(Entries from an annotation dataset)
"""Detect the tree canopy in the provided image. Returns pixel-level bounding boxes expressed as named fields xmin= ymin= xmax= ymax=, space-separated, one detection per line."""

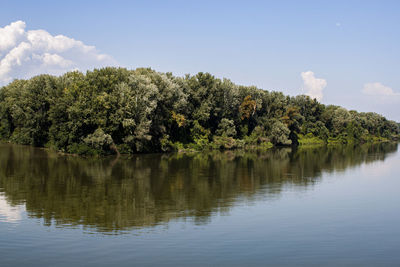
xmin=0 ymin=67 xmax=400 ymax=154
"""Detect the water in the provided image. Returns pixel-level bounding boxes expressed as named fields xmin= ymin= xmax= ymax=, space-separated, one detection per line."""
xmin=0 ymin=144 xmax=400 ymax=266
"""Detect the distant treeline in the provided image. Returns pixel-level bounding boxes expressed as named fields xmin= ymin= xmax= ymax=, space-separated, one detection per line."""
xmin=0 ymin=68 xmax=400 ymax=154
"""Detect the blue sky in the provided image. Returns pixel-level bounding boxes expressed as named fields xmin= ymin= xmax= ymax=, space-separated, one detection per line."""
xmin=0 ymin=0 xmax=400 ymax=121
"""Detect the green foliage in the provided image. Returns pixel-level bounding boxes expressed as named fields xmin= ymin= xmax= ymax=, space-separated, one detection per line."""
xmin=216 ymin=118 xmax=236 ymax=137
xmin=0 ymin=68 xmax=400 ymax=154
xmin=269 ymin=121 xmax=292 ymax=145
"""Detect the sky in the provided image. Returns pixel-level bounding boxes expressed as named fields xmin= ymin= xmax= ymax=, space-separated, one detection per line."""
xmin=0 ymin=0 xmax=400 ymax=121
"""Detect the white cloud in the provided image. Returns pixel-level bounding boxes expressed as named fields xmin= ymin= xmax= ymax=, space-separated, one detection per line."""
xmin=362 ymin=83 xmax=400 ymax=96
xmin=0 ymin=21 xmax=115 ymax=85
xmin=301 ymin=71 xmax=327 ymax=101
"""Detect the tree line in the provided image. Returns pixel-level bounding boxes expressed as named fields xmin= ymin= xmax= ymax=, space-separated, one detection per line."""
xmin=0 ymin=67 xmax=400 ymax=154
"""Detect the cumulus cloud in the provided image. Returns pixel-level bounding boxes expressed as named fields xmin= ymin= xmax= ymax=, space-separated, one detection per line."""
xmin=0 ymin=21 xmax=115 ymax=85
xmin=301 ymin=71 xmax=327 ymax=101
xmin=362 ymin=83 xmax=400 ymax=96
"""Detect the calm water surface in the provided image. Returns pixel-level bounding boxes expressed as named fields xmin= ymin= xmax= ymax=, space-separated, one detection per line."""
xmin=0 ymin=144 xmax=400 ymax=266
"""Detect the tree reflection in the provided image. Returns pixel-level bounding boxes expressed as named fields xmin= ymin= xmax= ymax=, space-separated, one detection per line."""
xmin=0 ymin=144 xmax=397 ymax=232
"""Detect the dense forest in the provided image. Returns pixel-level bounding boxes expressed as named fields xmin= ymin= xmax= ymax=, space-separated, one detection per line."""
xmin=0 ymin=68 xmax=400 ymax=154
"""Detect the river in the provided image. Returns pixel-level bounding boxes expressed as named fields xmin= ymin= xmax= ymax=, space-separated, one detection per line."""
xmin=0 ymin=144 xmax=400 ymax=266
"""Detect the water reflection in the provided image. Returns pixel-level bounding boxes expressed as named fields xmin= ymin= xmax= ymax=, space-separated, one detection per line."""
xmin=0 ymin=144 xmax=397 ymax=232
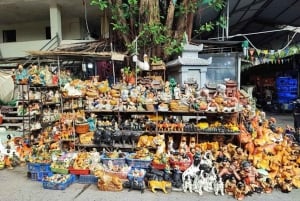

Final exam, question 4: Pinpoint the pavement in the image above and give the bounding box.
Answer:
[0,113,300,201]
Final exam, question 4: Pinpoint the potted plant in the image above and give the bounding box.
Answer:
[122,66,137,84]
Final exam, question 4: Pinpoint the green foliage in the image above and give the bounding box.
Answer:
[201,0,225,10]
[90,0,109,11]
[91,0,226,56]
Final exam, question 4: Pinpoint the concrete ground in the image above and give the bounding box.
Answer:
[0,113,300,201]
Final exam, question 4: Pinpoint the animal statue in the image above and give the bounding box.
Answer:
[153,134,166,154]
[179,135,189,153]
[123,177,146,193]
[167,135,175,154]
[193,170,207,195]
[111,130,122,146]
[94,170,123,191]
[134,54,150,71]
[182,152,201,191]
[0,138,19,157]
[148,180,172,193]
[213,176,224,195]
[130,130,142,147]
[172,166,182,188]
[182,175,193,193]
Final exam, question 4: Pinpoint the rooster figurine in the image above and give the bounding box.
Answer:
[133,54,150,71]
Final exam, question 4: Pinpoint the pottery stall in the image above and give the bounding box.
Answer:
[0,61,300,200]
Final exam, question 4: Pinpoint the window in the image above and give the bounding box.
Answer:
[45,27,51,39]
[3,30,17,43]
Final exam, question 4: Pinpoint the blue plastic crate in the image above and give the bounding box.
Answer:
[127,168,146,181]
[30,171,53,181]
[276,77,293,86]
[43,174,75,190]
[126,153,152,169]
[76,174,98,184]
[27,163,51,172]
[100,153,128,166]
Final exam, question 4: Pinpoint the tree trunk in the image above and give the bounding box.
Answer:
[186,0,196,41]
[166,0,175,36]
[174,0,190,39]
[115,0,131,45]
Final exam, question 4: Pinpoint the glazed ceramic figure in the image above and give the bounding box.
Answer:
[219,160,241,181]
[174,85,180,100]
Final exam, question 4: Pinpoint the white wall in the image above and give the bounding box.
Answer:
[0,18,84,58]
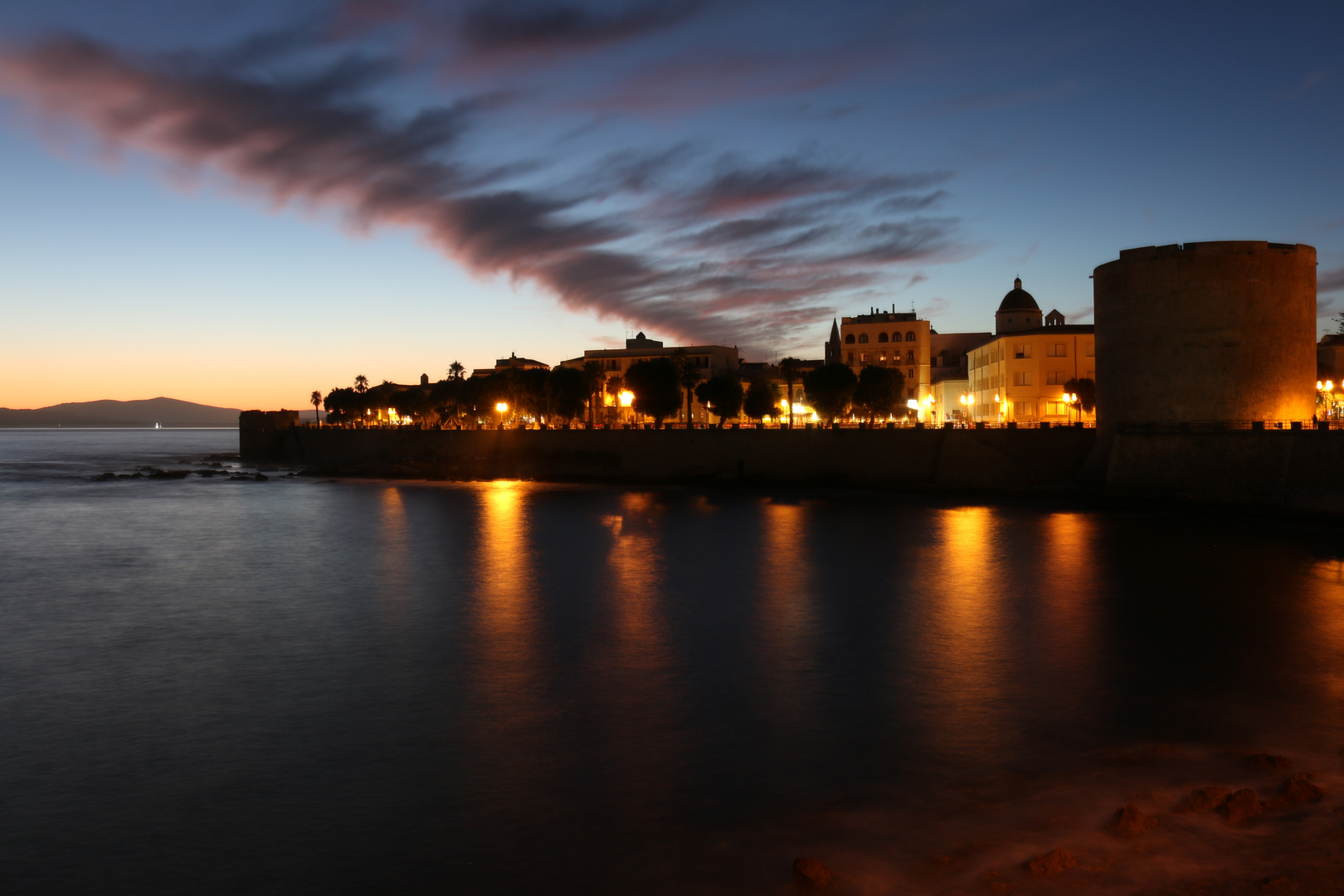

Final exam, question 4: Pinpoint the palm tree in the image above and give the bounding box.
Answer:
[780,358,802,429]
[583,362,606,423]
[672,348,704,429]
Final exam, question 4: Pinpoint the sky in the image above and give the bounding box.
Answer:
[0,0,1344,408]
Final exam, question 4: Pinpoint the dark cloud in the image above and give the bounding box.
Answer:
[0,26,957,345]
[461,0,706,52]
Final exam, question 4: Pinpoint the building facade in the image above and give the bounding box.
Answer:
[561,334,742,423]
[826,309,932,401]
[967,280,1097,423]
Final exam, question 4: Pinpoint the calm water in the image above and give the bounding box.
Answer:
[0,431,1344,894]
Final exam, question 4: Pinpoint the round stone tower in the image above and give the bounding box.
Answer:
[1093,241,1316,430]
[995,277,1040,334]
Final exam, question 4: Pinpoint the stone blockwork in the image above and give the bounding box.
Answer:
[241,427,1095,492]
[247,426,1344,516]
[1093,241,1316,431]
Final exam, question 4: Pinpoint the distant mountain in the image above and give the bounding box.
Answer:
[0,397,238,429]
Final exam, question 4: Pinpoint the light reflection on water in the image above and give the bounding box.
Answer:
[0,434,1344,894]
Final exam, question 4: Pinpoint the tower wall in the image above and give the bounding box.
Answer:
[1093,241,1316,429]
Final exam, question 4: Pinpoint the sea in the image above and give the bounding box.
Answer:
[0,430,1344,894]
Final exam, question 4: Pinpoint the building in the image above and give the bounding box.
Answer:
[825,309,932,401]
[472,352,551,379]
[962,278,1097,423]
[1316,334,1344,382]
[561,334,742,421]
[1093,241,1320,429]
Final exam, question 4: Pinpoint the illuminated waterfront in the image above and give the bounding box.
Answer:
[0,431,1344,894]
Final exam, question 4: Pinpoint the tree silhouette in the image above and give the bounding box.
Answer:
[546,367,587,421]
[854,364,906,423]
[1064,376,1097,414]
[742,377,780,423]
[625,358,681,426]
[802,364,859,426]
[672,348,704,429]
[780,358,802,426]
[583,362,606,423]
[695,373,742,430]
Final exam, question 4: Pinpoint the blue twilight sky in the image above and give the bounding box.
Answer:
[0,0,1344,407]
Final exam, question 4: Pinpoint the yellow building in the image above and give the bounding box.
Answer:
[967,280,1097,423]
[826,309,928,401]
[561,334,742,423]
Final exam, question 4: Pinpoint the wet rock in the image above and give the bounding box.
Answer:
[1106,803,1157,840]
[1264,772,1325,809]
[793,855,836,891]
[1027,848,1078,877]
[1176,786,1233,813]
[1218,787,1264,825]
[1242,752,1293,771]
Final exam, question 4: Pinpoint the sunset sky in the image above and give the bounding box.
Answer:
[0,0,1344,408]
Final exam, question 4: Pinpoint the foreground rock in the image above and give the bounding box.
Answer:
[1106,803,1157,840]
[1244,752,1293,771]
[1027,849,1078,877]
[793,855,836,891]
[1176,785,1233,813]
[1218,787,1264,825]
[1264,772,1325,809]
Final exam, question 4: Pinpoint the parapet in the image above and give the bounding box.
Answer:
[238,410,299,432]
[1119,239,1316,262]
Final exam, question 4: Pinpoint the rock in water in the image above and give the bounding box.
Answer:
[1218,787,1264,825]
[1266,772,1325,809]
[1106,803,1157,840]
[793,855,836,891]
[1176,786,1233,813]
[1027,849,1078,877]
[1244,752,1293,771]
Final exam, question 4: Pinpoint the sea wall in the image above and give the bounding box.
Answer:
[1103,430,1344,514]
[239,425,1344,516]
[247,427,1095,492]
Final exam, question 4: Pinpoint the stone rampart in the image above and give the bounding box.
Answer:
[239,425,1344,516]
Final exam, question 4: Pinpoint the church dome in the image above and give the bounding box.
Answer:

_GIVEN REQUEST_
Copy everything from the line containing "Final exam, question 4: Pinpoint the stone rampart" down to the end of the items, changing "church dome" to "bell tower" and leaving everything else untouched.

_RIGHT ANSWER_
Final exam, question 4: Pinpoint the stone rampart in the image above and give the bounding box.
Answer:
[239,425,1344,516]
Final exam, question 4: Pinpoint the bell tower in the image above and give the bounding box.
Answer:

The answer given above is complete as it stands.